▸ **What to produce**
Rewrite the stretch from the start of the lines through the line containing "0L49 9L0 120L0", swapping "stone path" for "gravel walkway" and leaving everything else as it is.

☆ ☆ ☆ ☆ ☆ ☆ ☆

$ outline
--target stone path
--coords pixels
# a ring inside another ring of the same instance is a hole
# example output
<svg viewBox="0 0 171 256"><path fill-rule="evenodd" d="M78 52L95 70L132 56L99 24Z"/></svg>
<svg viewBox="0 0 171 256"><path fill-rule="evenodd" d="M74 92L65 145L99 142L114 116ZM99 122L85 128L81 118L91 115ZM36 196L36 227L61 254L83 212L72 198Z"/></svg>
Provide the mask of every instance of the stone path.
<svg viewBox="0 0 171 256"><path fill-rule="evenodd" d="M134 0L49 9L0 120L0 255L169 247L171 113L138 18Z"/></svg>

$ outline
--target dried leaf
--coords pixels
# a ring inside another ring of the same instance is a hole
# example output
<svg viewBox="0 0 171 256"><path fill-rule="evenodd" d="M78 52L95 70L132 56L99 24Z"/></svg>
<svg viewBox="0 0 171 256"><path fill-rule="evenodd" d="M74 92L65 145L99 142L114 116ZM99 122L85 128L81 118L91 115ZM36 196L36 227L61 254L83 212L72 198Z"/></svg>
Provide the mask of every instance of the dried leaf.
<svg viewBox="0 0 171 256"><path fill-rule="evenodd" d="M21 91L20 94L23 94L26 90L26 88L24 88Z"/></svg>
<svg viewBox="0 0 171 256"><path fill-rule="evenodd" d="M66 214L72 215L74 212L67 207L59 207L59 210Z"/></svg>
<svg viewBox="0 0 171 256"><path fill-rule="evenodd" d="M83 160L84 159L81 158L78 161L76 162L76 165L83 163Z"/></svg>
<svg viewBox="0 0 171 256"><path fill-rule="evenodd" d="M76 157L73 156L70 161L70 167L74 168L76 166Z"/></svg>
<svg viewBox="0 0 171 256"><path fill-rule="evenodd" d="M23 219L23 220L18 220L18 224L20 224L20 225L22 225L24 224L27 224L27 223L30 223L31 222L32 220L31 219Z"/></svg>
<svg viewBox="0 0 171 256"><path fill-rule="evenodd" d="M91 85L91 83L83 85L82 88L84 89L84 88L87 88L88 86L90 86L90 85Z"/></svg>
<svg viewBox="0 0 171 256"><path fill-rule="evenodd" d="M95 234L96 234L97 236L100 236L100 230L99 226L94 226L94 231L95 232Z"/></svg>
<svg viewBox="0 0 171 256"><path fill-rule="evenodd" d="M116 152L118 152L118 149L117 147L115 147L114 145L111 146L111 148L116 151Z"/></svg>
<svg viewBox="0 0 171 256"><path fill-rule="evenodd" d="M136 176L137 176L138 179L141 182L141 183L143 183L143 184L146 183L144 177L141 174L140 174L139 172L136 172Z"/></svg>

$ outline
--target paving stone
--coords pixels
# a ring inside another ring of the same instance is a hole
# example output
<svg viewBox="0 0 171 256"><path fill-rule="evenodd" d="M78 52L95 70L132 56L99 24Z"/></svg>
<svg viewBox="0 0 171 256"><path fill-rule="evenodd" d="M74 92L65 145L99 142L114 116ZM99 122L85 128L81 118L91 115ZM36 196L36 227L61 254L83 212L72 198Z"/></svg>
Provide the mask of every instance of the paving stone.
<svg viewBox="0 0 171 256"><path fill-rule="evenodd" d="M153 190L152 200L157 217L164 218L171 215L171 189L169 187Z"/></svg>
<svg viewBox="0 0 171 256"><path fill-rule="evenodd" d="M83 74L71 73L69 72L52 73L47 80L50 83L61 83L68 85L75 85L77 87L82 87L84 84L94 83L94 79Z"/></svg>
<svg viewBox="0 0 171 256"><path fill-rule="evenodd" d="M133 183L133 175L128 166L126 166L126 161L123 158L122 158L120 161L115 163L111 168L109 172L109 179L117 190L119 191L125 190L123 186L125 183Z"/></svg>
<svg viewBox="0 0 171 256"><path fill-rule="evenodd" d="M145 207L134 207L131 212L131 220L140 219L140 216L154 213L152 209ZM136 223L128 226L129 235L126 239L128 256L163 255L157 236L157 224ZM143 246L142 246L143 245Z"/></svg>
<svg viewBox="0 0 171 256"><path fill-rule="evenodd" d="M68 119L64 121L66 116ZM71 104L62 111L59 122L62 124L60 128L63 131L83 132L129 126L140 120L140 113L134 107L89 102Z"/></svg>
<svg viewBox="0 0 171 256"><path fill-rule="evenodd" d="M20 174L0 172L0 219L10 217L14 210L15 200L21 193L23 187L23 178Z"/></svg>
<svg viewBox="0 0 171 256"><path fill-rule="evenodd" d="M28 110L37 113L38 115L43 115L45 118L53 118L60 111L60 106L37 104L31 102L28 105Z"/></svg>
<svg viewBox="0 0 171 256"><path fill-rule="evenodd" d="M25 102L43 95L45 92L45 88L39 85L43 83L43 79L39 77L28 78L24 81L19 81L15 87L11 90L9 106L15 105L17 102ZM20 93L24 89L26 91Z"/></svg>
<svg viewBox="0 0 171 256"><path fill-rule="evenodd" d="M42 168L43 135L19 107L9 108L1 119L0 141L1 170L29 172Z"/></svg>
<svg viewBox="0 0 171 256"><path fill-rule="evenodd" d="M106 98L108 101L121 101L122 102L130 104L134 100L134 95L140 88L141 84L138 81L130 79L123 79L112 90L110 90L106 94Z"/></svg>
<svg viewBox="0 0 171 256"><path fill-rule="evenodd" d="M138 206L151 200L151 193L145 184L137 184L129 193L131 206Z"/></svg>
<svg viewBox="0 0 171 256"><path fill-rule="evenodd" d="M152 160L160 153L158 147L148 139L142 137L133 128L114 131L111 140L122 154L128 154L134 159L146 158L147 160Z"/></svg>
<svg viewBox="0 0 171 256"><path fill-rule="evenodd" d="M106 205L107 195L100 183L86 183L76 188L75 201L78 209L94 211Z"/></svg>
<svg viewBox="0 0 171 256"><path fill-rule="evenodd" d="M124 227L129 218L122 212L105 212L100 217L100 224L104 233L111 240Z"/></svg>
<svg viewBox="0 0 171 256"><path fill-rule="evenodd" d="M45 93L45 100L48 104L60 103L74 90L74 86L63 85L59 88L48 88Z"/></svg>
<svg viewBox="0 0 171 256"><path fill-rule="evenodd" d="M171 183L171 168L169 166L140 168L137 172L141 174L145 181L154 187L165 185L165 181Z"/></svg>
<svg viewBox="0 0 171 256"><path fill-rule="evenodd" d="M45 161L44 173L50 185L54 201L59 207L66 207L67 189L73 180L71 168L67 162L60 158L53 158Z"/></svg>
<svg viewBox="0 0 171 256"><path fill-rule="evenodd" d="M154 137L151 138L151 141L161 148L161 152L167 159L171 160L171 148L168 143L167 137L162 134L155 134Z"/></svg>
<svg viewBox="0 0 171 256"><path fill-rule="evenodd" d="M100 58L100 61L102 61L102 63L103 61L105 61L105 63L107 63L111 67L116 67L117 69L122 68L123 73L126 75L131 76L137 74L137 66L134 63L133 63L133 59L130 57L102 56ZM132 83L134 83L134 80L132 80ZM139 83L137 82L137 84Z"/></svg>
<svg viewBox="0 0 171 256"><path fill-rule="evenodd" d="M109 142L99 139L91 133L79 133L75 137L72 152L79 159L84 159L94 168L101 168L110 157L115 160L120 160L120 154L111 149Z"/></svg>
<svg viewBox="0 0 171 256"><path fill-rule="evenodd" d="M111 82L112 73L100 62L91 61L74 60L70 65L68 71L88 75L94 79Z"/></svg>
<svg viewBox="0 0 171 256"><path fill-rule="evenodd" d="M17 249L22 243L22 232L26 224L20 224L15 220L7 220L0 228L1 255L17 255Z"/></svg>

☆ ☆ ☆ ☆ ☆ ☆ ☆

▸ **Task solution**
$ outline
--target gravel walkway
--coords pixels
# a ring inside another ring of the same instance is a hole
# example output
<svg viewBox="0 0 171 256"><path fill-rule="evenodd" d="M78 52L95 70L132 56L99 24Z"/></svg>
<svg viewBox="0 0 171 256"><path fill-rule="evenodd" d="M74 92L65 145L99 142L114 116ZM99 122L85 128L81 118L91 115ZM36 196L36 227L61 254L83 212L72 198Z"/></svg>
Provide the mask of every instance of the gravel walkway.
<svg viewBox="0 0 171 256"><path fill-rule="evenodd" d="M134 0L49 9L0 120L0 255L169 247L171 113L138 18Z"/></svg>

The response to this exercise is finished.